Source data below:

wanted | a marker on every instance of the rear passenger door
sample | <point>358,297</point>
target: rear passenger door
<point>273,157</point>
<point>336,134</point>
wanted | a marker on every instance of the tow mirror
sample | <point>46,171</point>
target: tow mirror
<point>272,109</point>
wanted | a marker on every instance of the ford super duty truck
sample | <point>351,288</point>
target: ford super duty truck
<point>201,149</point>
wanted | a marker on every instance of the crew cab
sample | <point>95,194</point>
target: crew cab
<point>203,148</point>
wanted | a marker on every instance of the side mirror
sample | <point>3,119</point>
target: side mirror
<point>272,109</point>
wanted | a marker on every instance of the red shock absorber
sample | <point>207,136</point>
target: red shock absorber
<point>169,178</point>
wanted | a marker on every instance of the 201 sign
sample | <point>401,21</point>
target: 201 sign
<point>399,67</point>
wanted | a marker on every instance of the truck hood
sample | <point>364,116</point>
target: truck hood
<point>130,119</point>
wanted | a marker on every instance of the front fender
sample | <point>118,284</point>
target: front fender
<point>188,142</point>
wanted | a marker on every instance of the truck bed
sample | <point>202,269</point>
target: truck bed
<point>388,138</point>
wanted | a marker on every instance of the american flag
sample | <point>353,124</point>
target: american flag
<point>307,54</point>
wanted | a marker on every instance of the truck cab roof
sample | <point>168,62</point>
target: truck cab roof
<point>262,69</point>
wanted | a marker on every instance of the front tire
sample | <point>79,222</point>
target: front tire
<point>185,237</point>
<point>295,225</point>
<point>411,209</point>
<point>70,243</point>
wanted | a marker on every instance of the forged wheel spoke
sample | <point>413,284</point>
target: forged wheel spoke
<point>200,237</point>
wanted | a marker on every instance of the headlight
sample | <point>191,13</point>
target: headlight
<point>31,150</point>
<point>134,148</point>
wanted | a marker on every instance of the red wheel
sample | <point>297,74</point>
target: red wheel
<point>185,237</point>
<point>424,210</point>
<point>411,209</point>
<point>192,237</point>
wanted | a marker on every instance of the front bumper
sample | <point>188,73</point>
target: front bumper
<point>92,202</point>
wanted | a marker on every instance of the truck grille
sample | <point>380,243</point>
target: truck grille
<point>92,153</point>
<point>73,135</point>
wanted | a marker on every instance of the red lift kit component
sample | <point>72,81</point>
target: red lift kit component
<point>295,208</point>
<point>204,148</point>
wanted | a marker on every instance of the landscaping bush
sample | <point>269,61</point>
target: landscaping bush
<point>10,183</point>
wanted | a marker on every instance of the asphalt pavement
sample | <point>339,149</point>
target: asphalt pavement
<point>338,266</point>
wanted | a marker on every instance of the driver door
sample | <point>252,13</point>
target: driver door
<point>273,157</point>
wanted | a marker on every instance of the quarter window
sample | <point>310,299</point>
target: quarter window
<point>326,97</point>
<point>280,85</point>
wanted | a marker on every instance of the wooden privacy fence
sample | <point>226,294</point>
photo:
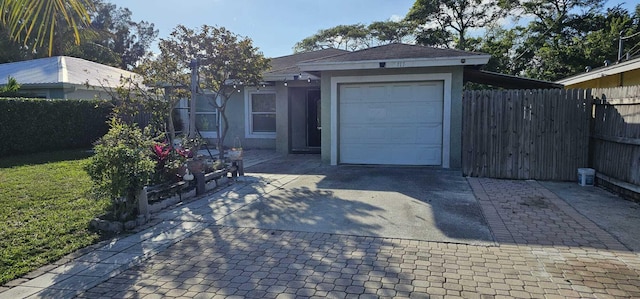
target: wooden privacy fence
<point>525,134</point>
<point>615,140</point>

End of Source data.

▶ **Task goal**:
Copy the data word for word, no pictures.

▶ **Solution**:
wanted | a marker on every instance of the rear passenger door
sample | <point>358,297</point>
target: rear passenger door
<point>273,157</point>
<point>336,134</point>
wanted | a marker on every instance of the tow mirror
sample | <point>46,171</point>
target: tow mirror
<point>272,109</point>
wanted | a marker on every instance of the ford super duty truck
sample | <point>351,288</point>
target: ford super duty truck
<point>201,149</point>
wanted | a marker on every instance of the crew cab
sample | <point>95,194</point>
target: crew cab
<point>203,148</point>
wanted | a marker on every instance of the side mirror
sample | <point>3,119</point>
target: side mirror
<point>272,109</point>
wanted | a marker on every instance of the red shock absorber
sample | <point>207,136</point>
target: red shock absorber
<point>169,178</point>
wanted | a marker on every instance of the 201 sign
sample | <point>401,21</point>
target: 201 sign
<point>399,67</point>
wanted | a marker on every instance of the truck hood
sample | <point>364,116</point>
target: truck hood
<point>130,119</point>
wanted | a marker on every instance of the front fender
sample | <point>118,284</point>
target: front fender
<point>188,142</point>
wanted | a marker on every instance of the truck bed
sample | <point>202,269</point>
target: truck bed
<point>388,138</point>
wanted | a marker on every instance of the american flag
sample | <point>353,124</point>
target: american flag
<point>307,54</point>
wanted | a marker on every instance of the truck cab roof
sample | <point>168,62</point>
target: truck cab roof
<point>262,69</point>
wanted | a marker on every instance of the front tire
sample | <point>79,222</point>
target: front tire
<point>185,237</point>
<point>295,225</point>
<point>411,209</point>
<point>70,243</point>
wanted | a marker on every instance of the forged wheel spoke
sample | <point>413,284</point>
target: forged wheel spoke
<point>200,237</point>
wanted | a marker on every instance of the headlight
sample | <point>191,13</point>
target: headlight
<point>31,150</point>
<point>134,148</point>
wanted | a marker on every instance of the red wheel
sample | <point>297,74</point>
target: red wheel
<point>185,237</point>
<point>424,210</point>
<point>411,209</point>
<point>192,237</point>
wanted | a marker on every instance of the front bumper
sample | <point>188,73</point>
target: front bumper
<point>92,202</point>
wanted | a marker on every instance of the truck grille
sample | <point>380,243</point>
target: truck grille
<point>92,153</point>
<point>73,135</point>
wanted | a marker on every instance of the red lift kit component
sample | <point>72,81</point>
target: red lift kit component
<point>295,208</point>
<point>204,148</point>
wanted | a marker on every instance of the landscaping bush
sample | <point>269,61</point>
target: landscaping bush
<point>10,183</point>
wanted | a marker on every instance of the asphalt pavement
sample | <point>339,149</point>
target: asphalt pavement
<point>338,266</point>
wanted | a marker on every instance of the driver door
sample | <point>252,13</point>
target: driver door
<point>273,157</point>
wanted | a marker on every instance of the quarter window
sample | <point>310,299</point>
target: quarter window
<point>326,97</point>
<point>280,85</point>
wanted | a marker on every instance of the wooden privacy fence
sample | <point>226,294</point>
photo:
target: wooden privacy fence
<point>525,134</point>
<point>615,140</point>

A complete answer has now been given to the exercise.